> [SUPPLIED TEXT]

For step 2, the primary question is whether the case is work-related.  The Guidance directs that in making this reasonable determination of work-relatedness, employers should apply the following considerations.  OSHA recognizes that employers “should not be expected to undertake extensive medical inquiries, given employee privacy concerns and most employers’ lack of expertise in this area.”  It concludes that it is sufficient in most circumstances that when the employer learns of an employee’s COVID-19 illness, it should:

(1) ask the employee how he believes he contracted the COVID-19 illness;

(2) while respecting employee privacy, discuss with the employee his work and out-of-work activities that may have led to the COVID-19 illness; and

(3) review the employee’s work environment for potential SARS-CoV-2 exposure. This is “informed” by any other instances of workers in that environment contracting COVID-19 illness.

Further, while OSHA acknowledges there is no specific formula for determining whether the employer met the reasonableness standard, employers should consider the following types of evidence that may weigh in favor of or against work-relatedness. For instance:

  • COVID-19 illnesses are likely work-related when several cases develop among workers who work closely together and there is no alternative explanation.
  • An employee’s COVID-19 illness is likely work-related if it is contracted shortly after lengthy, close exposure to a particular customer or coworker who has a confirmed case of COVID-19 and there is no alternative explanation.

> [REQUIRED ACTION A] In the passage on OSHA's COVID-19 work-relatedness guidance, what should an employer first ask an employee after learning of the employee's COVID-19 illness?
> [REQUIRED ACTION B] Continue the passage on OSHA's COVID-19 work-relatedness guidance from the point where it stops.

> [Stored records]

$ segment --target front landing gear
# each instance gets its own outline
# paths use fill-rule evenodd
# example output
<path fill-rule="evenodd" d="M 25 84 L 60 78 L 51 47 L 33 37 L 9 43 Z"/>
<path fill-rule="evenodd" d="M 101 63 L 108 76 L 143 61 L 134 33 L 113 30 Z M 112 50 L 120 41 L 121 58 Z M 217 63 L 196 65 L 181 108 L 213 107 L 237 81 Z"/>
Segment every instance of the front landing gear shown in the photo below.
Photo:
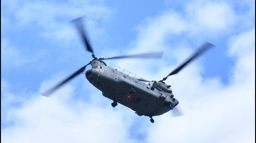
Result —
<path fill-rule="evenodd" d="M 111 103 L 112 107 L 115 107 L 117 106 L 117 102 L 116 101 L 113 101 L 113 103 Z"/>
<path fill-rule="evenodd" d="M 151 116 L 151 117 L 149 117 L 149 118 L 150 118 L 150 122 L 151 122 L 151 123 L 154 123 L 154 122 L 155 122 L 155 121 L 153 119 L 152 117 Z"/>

---

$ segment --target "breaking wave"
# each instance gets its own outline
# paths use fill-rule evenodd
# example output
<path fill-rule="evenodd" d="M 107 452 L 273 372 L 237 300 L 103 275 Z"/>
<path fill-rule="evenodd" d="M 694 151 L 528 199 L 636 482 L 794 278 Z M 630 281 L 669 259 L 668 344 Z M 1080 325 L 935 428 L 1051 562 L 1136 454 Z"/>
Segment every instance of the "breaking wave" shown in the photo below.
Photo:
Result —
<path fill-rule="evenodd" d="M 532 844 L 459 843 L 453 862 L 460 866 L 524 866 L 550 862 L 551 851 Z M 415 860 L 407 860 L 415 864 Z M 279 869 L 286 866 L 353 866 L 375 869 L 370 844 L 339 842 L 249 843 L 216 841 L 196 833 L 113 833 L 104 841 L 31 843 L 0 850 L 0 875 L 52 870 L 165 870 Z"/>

> [RESULT A] The employer should ask how the employee believes the COVID-19 illness was contracted.

> [RESULT B]
  • An employee’s COVID-19 illness is likely work-related if his job duties include having frequent, close exposure to the general public in a locality with ongoing community transmission and there is no alternative explanation.
  • An employee’s COVID-19 illness is likely not work-related if she is the only worker to contract COVID-19 in her vicinity and her job duties do not include having frequent contact with the general public, regardless of the rate of community spread.
  • An employee’s COVID-19 illness is likely not work-related if he, outside the workplace, closely and frequently associates with someone (e.g., a family member, significant other, or close friend) who (1) has COVID-19; (2) is not a coworker, and (3) exposes the employee during the period in which the individual is likely infectious.

Finally, the guidance provides that employers should give due weight to any evidence of causation pertaining to the employee illness at issue provided by medical providers, public health authorities, or the employee herself.   This statement is also mentioned elsewhere in the guidance, where it states that an employer must give “due weight” to the opinion of a medical provider or public health authority as to whether the case is work-related.

Evidence as to whether a COVID illness is work-related should be made “based on the information reasonably available to the employer at the time” of the determination.   However, if the employer “later learns more information related to an employee’s COVID-19 illness, then that information should be taken into account as well in determining whether an employer made a reasonable work-relatedness determination.”

If, after the reasonable and good faith inquiry described above, the employer cannot determine whether it is more likely than not that exposure in the workplace played a causal role with respect to a particular case of COVID-19, the employer does not need to record that COVID-19 illness.  OSHA concludes this section by stating that “In all events, it is important as a matter of worker health and safety, as well as public health, for an employer to examine COVID-19 cases among workers and respond appropriately to protect workers, regardless of whether a case is ultimately determined to be work-related.”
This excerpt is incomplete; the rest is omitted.